Return, word for word, the part of the profile of surgeon Andrea Bondurri below that runs from "Andrea Bondurri, the" to "of an accident.".

▶ EXERCISE PASSAGE
================

“Doctors are trying to do the right thing, but patients have to speak up about their own individual values and lifestyle needs because everyone is different,” says Leonardo Vecchiarelli


Dr. Andrea Bondurri; Photography Leonardo V




Text by Jacopo Altobelli

“Surgery is not just science. Surgery is an art”. This is written on the corkboard hung behind the desk. After all, also colleagues think of him as an “atypical” surgeon. Because he does not just carry out the required technical action, such as fixing an intestine or removing a cancer, with deep and punctual concentration.

Andrea Bondurri, the 40 year-old medical executive of the Surgical Operational Unit in Milan’s Hospital Luigi Sacco, also loves to talk with patients and is always moved by an healing struggle or the sorrow of an accident.

Bondurri was born in Luxembourg City. Being also a scoutmaster and a lecturer, he shows a strong practicality, clear in his choice to become surgeon in order to immediately face problems and solve them. He is one of the Italian young representatives of a new vision of medicine, considered as a modern science combined with its ancient humanistic soul.

“General surgery is still a discipline where patients can be given a lot of attention” – explains Bondurri –. If the body suffers from a disease, this can be detected only by talking with the patient. In this way, the doctor is able to decide which may be the best clinical pathway and how to recover the right quality of life”.

“Sometimes, people complain about the impossibility of having immediate access to an expensive exam. Nevertheless, when the patient is well followed by the doctor, and talks with him in the right way, the fact of choosing a gradual pathway, from the least to the most invasive operation, benefits and safeguards everyone. Usually, we do not realize how lucky we are to live in Italy”.

“Our health system takes care of people and is based on paediatricians and family doctors to whom we have access whenever we want. Many countries do not offer this service”.

“Obviously, the system is not always perfect and the organization is quite “Italian-style”. Maybe we don’t have printer paper but we work the most efficiently possible, with deep commitment and passion”.

================

▶ THE DATA
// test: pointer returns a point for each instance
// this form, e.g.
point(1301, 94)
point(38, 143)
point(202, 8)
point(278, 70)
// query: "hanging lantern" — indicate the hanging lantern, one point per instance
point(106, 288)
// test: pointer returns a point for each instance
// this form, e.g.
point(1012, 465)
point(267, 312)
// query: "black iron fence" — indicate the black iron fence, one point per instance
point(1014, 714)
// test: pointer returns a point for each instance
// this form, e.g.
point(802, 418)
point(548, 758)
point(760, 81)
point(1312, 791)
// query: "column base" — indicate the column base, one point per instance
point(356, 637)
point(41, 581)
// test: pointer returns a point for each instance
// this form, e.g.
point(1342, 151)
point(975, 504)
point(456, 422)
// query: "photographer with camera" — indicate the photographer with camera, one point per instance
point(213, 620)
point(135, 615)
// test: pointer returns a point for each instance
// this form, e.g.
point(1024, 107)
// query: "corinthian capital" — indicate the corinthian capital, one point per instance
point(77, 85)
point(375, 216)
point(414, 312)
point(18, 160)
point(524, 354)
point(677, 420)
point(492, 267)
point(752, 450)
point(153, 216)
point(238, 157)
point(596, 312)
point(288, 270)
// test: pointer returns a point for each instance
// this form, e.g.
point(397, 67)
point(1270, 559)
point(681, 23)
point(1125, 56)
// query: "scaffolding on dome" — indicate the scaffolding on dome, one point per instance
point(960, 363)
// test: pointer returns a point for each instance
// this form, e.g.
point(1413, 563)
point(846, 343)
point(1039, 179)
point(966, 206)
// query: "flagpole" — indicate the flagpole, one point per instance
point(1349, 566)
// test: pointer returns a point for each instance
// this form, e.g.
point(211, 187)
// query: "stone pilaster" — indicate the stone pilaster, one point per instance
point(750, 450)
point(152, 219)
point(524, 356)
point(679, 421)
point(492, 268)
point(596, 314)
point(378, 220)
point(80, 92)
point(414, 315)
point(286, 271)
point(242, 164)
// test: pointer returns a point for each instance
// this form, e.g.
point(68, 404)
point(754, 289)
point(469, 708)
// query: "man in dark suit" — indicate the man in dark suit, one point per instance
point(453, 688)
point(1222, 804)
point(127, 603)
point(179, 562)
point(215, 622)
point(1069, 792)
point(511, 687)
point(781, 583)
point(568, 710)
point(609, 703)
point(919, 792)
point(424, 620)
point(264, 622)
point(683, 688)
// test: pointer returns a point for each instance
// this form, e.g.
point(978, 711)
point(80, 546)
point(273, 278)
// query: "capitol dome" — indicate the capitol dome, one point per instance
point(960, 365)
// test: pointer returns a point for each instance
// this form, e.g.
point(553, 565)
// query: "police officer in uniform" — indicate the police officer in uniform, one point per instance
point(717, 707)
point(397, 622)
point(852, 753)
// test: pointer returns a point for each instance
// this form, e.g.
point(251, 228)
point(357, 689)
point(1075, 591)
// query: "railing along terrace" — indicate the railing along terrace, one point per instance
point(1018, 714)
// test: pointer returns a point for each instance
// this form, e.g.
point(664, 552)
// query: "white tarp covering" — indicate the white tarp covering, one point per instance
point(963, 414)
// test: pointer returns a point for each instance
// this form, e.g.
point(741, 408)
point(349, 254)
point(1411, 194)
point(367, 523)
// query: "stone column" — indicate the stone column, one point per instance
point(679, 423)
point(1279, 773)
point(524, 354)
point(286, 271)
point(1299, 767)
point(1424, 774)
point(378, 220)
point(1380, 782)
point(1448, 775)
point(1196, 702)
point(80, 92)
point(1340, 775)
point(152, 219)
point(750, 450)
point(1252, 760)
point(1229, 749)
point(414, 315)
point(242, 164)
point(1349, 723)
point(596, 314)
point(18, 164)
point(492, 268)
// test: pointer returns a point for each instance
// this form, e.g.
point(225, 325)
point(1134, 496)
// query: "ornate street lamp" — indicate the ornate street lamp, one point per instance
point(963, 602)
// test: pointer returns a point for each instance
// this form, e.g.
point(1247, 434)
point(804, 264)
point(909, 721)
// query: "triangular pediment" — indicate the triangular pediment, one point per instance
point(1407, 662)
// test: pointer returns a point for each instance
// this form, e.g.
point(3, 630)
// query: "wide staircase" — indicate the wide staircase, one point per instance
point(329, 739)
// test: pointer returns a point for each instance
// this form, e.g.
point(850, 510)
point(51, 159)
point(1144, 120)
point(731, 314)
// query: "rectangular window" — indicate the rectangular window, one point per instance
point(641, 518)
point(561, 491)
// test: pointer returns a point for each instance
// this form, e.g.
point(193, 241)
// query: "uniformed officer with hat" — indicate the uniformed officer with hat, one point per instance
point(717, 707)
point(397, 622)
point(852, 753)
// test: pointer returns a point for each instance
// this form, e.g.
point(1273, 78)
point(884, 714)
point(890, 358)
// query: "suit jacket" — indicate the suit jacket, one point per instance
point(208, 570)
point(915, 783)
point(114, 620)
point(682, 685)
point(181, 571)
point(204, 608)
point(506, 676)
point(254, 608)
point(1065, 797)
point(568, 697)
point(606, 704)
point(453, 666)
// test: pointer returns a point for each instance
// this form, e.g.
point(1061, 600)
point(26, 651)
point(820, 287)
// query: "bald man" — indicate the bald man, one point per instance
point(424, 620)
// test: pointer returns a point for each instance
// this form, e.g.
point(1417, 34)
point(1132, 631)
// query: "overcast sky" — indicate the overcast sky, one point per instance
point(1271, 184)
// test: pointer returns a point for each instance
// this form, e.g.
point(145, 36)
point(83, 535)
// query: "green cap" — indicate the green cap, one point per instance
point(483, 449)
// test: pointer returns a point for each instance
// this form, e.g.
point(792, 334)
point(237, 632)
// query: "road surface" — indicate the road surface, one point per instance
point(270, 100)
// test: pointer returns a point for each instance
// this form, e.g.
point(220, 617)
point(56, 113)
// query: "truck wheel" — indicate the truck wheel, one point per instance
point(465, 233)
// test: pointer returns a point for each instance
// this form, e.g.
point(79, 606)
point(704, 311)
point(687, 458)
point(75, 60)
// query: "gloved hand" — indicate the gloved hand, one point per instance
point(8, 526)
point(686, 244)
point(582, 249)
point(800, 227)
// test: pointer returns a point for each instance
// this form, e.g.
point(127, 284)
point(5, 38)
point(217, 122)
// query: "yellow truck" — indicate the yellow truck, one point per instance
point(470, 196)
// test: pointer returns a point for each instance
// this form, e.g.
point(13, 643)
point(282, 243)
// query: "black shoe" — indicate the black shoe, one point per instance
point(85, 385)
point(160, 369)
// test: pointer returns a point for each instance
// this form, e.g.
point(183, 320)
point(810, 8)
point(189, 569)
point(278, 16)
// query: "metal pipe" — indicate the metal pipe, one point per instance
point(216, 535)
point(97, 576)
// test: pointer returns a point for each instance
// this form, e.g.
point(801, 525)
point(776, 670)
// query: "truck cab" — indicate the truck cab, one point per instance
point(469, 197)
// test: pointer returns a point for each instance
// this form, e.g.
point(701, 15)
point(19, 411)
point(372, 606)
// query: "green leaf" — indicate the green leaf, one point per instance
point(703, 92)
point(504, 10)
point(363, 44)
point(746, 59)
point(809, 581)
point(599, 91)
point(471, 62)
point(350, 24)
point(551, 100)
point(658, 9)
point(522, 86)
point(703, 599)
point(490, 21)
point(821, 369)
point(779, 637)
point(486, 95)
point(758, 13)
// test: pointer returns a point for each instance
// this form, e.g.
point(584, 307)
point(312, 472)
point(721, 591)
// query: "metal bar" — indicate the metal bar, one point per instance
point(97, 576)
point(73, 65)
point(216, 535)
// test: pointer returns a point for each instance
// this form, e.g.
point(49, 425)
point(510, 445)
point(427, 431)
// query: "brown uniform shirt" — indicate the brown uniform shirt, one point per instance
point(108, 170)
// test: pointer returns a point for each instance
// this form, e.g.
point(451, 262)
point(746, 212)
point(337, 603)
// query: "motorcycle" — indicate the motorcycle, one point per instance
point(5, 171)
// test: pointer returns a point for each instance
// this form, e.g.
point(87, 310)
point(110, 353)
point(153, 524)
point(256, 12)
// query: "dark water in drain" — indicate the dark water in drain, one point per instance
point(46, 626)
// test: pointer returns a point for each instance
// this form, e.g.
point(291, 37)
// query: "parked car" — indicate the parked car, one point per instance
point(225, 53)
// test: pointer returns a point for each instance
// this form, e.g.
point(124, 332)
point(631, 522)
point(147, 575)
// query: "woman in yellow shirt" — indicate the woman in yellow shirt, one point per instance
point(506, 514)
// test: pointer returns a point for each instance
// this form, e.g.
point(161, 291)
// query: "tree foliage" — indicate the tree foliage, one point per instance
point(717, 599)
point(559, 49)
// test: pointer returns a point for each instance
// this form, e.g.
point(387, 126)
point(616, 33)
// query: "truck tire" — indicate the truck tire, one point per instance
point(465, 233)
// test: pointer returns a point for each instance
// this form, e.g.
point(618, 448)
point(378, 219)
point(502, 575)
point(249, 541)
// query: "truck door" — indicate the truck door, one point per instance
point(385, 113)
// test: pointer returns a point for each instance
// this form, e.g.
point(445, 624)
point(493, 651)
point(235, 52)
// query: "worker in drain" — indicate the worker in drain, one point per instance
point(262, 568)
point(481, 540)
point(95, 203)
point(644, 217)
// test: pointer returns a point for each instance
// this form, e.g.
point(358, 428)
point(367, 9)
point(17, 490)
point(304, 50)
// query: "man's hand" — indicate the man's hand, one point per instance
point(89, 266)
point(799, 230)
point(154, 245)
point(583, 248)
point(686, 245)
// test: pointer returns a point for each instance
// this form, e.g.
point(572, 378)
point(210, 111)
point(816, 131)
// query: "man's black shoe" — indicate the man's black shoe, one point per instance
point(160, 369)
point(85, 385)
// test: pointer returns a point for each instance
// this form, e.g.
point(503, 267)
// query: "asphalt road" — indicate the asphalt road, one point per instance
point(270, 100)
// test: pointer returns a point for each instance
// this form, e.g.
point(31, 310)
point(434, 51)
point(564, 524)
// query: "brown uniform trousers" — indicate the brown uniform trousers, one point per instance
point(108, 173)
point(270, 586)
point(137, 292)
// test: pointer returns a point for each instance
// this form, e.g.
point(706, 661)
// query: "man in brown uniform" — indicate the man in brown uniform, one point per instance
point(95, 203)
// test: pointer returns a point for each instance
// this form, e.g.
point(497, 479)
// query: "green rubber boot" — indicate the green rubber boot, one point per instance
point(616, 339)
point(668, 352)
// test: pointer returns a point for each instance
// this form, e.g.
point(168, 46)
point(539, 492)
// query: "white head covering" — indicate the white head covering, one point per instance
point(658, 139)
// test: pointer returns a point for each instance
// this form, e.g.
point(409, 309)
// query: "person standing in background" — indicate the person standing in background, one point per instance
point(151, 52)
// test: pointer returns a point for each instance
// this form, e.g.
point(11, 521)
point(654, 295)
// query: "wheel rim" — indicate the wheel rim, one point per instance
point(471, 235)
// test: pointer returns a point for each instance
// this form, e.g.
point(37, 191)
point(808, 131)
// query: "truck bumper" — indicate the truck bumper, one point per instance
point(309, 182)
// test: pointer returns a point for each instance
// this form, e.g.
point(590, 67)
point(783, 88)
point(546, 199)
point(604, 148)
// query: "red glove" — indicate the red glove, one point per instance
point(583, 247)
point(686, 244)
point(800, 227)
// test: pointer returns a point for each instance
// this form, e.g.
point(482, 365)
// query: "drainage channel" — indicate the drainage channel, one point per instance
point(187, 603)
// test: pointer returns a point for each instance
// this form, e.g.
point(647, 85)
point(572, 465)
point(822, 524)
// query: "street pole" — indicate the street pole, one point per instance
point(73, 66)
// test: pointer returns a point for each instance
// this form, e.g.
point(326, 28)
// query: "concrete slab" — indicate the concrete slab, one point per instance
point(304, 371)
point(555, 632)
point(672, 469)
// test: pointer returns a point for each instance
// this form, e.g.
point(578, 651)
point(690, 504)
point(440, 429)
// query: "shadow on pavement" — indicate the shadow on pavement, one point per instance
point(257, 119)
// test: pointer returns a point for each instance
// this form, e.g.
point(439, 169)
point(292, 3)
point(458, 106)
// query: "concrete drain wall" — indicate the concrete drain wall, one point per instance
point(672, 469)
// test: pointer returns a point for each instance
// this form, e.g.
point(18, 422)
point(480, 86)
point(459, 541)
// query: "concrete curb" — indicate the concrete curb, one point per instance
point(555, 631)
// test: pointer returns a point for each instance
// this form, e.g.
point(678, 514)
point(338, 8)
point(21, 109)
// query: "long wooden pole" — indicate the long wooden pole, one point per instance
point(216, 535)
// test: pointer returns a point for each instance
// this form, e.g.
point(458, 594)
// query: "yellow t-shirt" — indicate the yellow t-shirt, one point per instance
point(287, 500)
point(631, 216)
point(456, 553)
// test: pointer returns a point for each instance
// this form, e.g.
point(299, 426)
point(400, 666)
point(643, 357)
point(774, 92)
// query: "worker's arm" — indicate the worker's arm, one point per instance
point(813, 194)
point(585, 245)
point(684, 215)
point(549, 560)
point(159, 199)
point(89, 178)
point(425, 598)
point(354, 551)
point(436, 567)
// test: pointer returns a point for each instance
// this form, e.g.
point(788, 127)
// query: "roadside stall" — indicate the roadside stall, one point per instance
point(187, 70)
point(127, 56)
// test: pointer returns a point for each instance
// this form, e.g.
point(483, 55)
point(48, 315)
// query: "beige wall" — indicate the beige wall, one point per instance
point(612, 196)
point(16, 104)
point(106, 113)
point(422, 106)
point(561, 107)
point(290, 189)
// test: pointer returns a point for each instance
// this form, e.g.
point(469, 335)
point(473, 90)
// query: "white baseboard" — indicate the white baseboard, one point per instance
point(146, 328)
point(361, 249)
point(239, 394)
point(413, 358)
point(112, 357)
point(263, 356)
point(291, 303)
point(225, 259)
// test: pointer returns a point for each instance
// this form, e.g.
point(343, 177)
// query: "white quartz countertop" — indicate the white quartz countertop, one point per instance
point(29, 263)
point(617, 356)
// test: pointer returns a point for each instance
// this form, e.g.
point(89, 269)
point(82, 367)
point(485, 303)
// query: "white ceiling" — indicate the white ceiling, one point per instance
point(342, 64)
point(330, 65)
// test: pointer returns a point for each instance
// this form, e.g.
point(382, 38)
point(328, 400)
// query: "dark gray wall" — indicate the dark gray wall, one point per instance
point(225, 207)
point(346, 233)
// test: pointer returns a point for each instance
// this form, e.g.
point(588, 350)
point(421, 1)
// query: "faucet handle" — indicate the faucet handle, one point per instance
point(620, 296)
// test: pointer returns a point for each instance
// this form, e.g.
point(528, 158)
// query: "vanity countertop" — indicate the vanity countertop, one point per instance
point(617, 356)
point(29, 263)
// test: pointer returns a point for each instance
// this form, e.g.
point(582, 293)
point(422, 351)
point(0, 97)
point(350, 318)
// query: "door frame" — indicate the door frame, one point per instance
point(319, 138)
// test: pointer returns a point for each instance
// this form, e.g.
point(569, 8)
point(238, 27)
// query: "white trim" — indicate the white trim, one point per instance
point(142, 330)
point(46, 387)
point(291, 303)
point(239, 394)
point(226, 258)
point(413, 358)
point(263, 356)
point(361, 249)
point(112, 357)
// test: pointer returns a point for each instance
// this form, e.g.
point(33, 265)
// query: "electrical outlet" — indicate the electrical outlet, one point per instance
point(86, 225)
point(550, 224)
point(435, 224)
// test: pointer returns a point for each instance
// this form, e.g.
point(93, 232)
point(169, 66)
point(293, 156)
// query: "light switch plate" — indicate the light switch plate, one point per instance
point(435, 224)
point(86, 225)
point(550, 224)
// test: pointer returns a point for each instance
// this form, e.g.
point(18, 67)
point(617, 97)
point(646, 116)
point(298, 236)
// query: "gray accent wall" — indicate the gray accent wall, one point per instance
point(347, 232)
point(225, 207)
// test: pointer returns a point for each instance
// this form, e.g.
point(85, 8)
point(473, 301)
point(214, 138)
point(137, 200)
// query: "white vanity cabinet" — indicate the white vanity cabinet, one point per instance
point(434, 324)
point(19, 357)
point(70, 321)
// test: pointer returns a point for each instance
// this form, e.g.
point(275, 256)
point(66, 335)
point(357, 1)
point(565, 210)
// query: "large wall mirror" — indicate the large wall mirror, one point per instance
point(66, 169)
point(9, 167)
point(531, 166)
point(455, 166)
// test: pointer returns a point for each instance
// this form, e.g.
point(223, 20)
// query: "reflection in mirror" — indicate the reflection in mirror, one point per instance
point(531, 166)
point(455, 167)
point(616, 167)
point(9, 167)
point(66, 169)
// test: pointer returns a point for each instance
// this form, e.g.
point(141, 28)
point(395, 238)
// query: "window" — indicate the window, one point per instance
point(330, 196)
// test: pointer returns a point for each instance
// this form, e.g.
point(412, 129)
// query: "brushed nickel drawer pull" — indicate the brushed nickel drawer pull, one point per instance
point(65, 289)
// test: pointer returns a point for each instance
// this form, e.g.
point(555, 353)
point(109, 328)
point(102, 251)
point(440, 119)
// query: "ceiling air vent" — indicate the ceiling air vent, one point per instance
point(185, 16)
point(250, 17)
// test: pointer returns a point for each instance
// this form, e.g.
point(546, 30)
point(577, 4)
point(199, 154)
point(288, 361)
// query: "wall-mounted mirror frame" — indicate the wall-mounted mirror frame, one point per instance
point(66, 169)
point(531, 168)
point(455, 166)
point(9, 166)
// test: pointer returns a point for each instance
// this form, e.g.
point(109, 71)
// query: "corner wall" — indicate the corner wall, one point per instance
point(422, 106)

================

▶ THE ANSWER
Andrea Bondurri, the 40 year-old medical executive of the Surgical Operational Unit in Milan’s Hospital Luigi Sacco, also loves to talk with patients and is always moved by an healing struggle or the sorrow of an accident.